* Records for this task
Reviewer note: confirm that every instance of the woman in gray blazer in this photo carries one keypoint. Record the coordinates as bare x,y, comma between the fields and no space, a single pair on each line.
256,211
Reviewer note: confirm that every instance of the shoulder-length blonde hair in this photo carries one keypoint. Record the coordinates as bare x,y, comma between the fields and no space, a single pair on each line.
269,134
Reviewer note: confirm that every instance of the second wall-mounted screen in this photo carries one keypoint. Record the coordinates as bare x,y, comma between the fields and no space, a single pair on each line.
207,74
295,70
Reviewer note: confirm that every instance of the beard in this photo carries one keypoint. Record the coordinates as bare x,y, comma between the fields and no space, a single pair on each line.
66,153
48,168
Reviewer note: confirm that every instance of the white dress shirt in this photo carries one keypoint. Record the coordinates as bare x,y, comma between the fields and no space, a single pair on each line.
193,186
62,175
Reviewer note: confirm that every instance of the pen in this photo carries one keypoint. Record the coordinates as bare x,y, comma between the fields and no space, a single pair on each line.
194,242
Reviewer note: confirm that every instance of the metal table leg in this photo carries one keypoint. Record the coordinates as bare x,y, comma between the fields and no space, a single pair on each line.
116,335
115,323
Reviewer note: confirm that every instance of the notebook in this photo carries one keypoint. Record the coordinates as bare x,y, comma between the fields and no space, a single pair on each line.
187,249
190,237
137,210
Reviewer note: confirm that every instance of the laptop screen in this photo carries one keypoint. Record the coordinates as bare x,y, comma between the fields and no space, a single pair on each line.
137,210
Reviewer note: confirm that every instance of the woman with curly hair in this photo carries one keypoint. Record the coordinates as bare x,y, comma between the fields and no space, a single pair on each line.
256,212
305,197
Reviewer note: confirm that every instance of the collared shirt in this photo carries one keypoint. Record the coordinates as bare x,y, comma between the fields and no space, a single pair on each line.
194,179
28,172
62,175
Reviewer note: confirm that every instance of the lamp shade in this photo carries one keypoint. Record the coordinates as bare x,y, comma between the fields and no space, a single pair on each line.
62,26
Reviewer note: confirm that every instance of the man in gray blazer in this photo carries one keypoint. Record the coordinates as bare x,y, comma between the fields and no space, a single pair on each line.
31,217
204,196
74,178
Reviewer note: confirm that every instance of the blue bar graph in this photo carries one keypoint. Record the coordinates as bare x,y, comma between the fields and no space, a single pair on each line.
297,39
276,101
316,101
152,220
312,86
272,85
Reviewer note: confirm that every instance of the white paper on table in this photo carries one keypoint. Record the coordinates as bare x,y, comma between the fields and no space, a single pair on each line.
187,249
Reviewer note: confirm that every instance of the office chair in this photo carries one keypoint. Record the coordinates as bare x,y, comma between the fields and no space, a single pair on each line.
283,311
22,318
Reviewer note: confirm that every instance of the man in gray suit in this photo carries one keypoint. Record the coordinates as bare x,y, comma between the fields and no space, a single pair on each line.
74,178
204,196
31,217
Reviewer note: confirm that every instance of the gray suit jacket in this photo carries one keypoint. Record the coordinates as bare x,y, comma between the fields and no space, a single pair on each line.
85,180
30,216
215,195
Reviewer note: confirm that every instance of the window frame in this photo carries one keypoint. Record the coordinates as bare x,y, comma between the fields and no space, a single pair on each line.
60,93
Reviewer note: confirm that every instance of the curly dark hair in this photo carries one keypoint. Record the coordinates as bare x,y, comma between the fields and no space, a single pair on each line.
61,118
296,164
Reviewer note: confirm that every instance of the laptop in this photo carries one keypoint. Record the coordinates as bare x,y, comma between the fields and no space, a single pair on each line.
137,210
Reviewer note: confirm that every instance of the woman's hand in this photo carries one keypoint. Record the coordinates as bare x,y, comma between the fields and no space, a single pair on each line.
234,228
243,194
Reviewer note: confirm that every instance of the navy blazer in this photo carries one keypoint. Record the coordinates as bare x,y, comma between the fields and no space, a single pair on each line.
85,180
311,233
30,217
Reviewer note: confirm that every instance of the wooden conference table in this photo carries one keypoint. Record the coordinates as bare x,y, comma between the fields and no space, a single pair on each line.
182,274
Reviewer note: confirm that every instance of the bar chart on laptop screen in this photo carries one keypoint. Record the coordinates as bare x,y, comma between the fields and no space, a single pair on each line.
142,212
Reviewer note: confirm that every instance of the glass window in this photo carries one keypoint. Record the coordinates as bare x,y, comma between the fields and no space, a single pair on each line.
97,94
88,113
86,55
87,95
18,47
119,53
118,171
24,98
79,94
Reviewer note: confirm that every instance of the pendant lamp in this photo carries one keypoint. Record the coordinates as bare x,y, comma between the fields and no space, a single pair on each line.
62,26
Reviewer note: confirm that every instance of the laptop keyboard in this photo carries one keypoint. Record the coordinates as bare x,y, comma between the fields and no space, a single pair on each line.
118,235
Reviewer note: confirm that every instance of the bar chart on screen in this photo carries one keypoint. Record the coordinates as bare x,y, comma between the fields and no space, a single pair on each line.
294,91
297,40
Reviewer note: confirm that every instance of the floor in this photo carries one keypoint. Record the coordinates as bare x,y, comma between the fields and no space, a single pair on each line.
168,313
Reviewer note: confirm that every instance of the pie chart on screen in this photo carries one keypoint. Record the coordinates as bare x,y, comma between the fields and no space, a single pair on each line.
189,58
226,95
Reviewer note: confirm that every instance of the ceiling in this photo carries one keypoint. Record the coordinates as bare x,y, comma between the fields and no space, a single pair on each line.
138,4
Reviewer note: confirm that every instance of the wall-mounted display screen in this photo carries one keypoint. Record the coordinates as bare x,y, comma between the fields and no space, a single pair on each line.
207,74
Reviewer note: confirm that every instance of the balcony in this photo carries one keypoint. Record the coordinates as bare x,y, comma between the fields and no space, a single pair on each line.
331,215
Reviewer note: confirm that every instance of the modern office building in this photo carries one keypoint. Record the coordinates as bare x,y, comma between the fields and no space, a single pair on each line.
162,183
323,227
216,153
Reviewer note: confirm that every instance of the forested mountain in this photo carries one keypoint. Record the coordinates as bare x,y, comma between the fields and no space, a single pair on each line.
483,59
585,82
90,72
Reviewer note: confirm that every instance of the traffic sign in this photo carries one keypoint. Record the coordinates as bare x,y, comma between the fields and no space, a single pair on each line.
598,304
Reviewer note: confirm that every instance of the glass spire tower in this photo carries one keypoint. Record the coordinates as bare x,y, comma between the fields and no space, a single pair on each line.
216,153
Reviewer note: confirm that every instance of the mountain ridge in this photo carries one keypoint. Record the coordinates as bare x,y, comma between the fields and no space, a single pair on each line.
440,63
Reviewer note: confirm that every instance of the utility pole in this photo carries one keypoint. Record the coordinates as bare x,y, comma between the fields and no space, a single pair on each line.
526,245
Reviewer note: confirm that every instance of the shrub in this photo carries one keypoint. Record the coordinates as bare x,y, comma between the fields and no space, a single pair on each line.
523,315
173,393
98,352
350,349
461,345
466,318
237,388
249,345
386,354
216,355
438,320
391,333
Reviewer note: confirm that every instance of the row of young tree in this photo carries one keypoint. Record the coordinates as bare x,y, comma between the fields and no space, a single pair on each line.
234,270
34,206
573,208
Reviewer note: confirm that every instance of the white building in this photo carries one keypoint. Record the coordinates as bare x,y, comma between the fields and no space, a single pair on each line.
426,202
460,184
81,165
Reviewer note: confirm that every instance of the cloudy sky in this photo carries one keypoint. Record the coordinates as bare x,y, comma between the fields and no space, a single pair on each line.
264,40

* Your objective
Extract every line above exactly as it stands.

* Solution to this problem
Reviewer note: confirm that every instance of the woman in gray blazer in this photo carries one keypoint. Record the coordinates as bare x,y, comma between the fields and no space, a single pair on each line.
256,211
Reviewer note: confirm that every instance of the shoulder-length blonde hair in this photo carries one keypoint. Record the coordinates as bare x,y, comma between the fields and no space, a single pair on each line.
269,134
Reviewer note: confirm that every instance of the second wall-mounted screen in this photo carries one keypoint. Record the coordinates as bare x,y, comma between the fields and no space, a single pair on each line.
207,74
295,70
Reviewer note: confirm that every instance of the beard in this photo carries one keypoint. Record the coordinates as bare x,y, comma between the fields and no space, a single pair on each line.
66,153
48,168
Reviewer note: confirm that every instance of the white dress shirt in this photo carries one keypoint. Record the coordinates as bare x,y, comma between the fields and no space, a single pair on each line.
193,186
62,175
Reviewer note: confirm that every instance of the pen in this photo carries one keypoint. Record the coordinates as bare x,y, comma between the fields and no space, a single pair on each line.
194,242
Reviewer note: confirm that every instance of the metal table leg in this photo carries one keypoint. Record the coordinates as bare x,y, comma between the fields and no space, a single pair on each line.
116,335
115,323
Reviewer note: confirm that every instance of the notebook in this photo carries one keypoint. Record the coordinates as bare x,y, comma between the fields and no space, a single pair on each line.
187,249
190,237
137,210
Reviewer note: confirm that every instance of the laptop screen in this photo carries one keypoint. Record the coordinates as bare x,y, comma between the fields and no space, a single pair on each line.
137,210
Reviewer note: confirm that every instance of the woman with curly hair in this photo carries one keypoint. Record the coordinates as bare x,y, comma between the fields and no space, a single pair on each line.
256,212
305,197
Reviewer note: confirm that every instance of the collared shirt in this photo carries one keypoint. Record the coordinates as bare x,y, comma between the fields and no space, a single pair on each line.
194,179
28,172
62,175
Reviewer note: confirm that every instance of the lamp shade in this photo carries one keypoint. Record the coordinates as bare x,y, comma between the fields and no space, a single pair on each line.
62,26
Reviewer note: confirm that every instance of the man in gray blazer in this photo carries one keypoint. Record the coordinates as bare x,y, comma between the fields and no space, a single pair on each line.
31,217
204,196
74,178
Reviewer note: confirm that every instance of the blue bar graph in this photo carries one keypoint. Record the coordinates as bare x,y, comma between the fields and no space, a single pair on each line.
297,39
276,101
316,101
152,220
312,86
272,85
Reviewer note: confirm that every instance of the white paper on table in this photo carries one keypoint. Record the coordinates as bare x,y, comma between the fields and no space, a single pair on each line.
187,249
Reviewer note: confirm that every instance of the office chair in this photo carries one keypoint. Record the coordinates as bare x,y, comma between the fields and no space, a single pair on each line.
283,311
22,318
Reviewer note: confirm that every instance of the man in gray suit in this photo carries one keypoint. Record the coordinates as bare x,y, comma between the fields and no space, a single pair on each line.
74,178
204,196
31,217
Reviewer note: confirm that every instance of the gray suit jacket in this photo carries one keypoint. Record the coordinates as bare x,y, comma between the fields and no space, a single pair on each line.
85,180
30,216
215,195
Reviewer note: confirm that every instance of the window frame in this photo carries one keypoint. Record the coordinates as bare x,y, comma between the fields and no space, a single pair on each line.
60,93
Reviewer note: confirm that every instance of the curly dark hair in this photo carries one keypoint. Record the coordinates as bare x,y, comma between the fields and no space, a single pair on each line.
61,118
296,164
Reviewer note: confirm that every instance of the laptop in this photo carries one keypoint. Record the coordinates as bare x,y, comma between the fields and no space, a single pair on each line.
137,210
Reviewer note: confirm that every instance of the woman's hand in this photo carries one keypoint. Record the coordinates as bare x,y, comma between the fields and no space, a single pair on each line.
234,228
243,194
Reviewer note: confirm that every instance of the navy blazer in this photo carries one keypoint. Record the coordinates as bare x,y, comma between the fields and no space, a single pair on each line.
85,180
311,233
30,217
Reviewer note: confirm that every instance of the wooden conference table in this photo carries one keypoint. Record the coordinates as bare x,y, comma between the fields and no space, a single pair on each line.
182,274
Reviewer note: confirm that every instance of the bar chart on laptop screen in this photo carries one keypoint. Record the coordinates as bare x,y, comma between the fields and no space, a single pair on each line.
142,212
Reviewer note: confirm that every instance of the glass window in this photo carries one keypoint. Record the coordinates as bare x,y, comma between the fields and no space, a single pair on each line.
97,94
88,113
86,55
87,95
18,47
119,53
118,171
24,98
79,94
Reviewer note: confirm that every instance of the pendant lamp in this photo carries one keypoint. Record the coordinates as bare x,y, comma between the fields and no space, a single pair on each line.
62,26
Reviewer note: confirm that every instance of the laptop keyboard in this photo carries one keypoint. Record the coordinates as bare x,y, comma between the fields and no space, a single pair on each line.
118,235
Reviewer note: confirm that every instance of the bar chart on screen in this photo carries one keypoint. Record the coordinates as bare x,y, comma between the fields and no space, a single pair on each line.
294,91
297,40
Reviewer note: confirm that every instance of the floor in this photo carries one keypoint. Record the coordinates as bare x,y, comma between the fields and no space, a single pair on each line.
168,313
Reviewer note: confirm that every instance of the pie chart on screen in this photo carries one keypoint. Record the coordinates as bare x,y, comma between the fields and no space, a single pair on each line.
189,58
226,95
Reviewer note: confirm that every instance of the ceiling in this photo carries one keypoint. Record the coordinates as bare x,y, comma between the fields and no space, a single pair on each line.
138,4
Reviewer note: confirm that every instance of the wall-mounted display screen in this photo carries one keypoint. Record the coordinates as bare x,y, comma between the fields and no space, a single pair on each line.
207,74
Reviewer note: confirm that every instance of the balcony in this photo carries one keypoint. Record the coordinates as bare x,y, comma between the fields and no space, a single pair on each line.
331,215
Reviewer note: confirm that every instance of the modern office building in this photo carries one keypoint. Record the coordinates as bare x,y, comma between the fields and no space, a single pair on each line.
162,183
323,227
216,153
Reviewer note: confirm that every instance of the forested mountain in this photo carries one keypoint. Record the coordinates as bare x,y, comma between the fields and no space, a single pair on each line.
483,59
585,82
90,72
Reviewer note: confirm that every instance of the traffic sign in this photo carries one keypoint. Record the coordinates as bare x,y, comma between the fields and no space, a single pair on each line.
598,304
Reviewer note: confirm that every instance of the glass spire tower in this photo carries one keypoint. Record the coordinates as bare x,y, comma between the fields and no space, a single pair on each line.
216,153
Reviewer note: confirm that every instance of the mountain ridge in this photo carries one keypoint. Record the coordinates as bare x,y, comma between the fields and no space, a single pair on each line.
440,63
Reviewer note: confirm that every instance of the utility pole in this photo carries one keypoint. Record the coordinates as bare x,y, comma between the fields and no space, a single pair on each line.
526,245
Reviewer note: confirm that every instance of the shrub in this photo carries one keypoint. Record the coordinates as bare x,y, comma between the fields and no space, a single pair on each line.
523,315
173,393
98,352
350,349
461,345
466,318
237,388
249,345
386,354
216,355
438,320
391,333
Reviewer note: confirm that every instance of the row of young tree in this photo carries one keypoint. Record the coordinates as bare x,y, comma between the fields and no space, a single pair on each line.
234,270
34,206
573,208
Reviewer note: confirm that every instance of the white building in this photo carries one keypoint. Record the coordinates as bare x,y, comma between the fields and no space, a single pair on each line.
426,202
460,184
81,165
Reviewer note: confirm that every instance of the cloudy sky in this photo carries one keypoint. Record the coordinates as bare x,y, comma between the fields and no space, a single pair on each line.
264,40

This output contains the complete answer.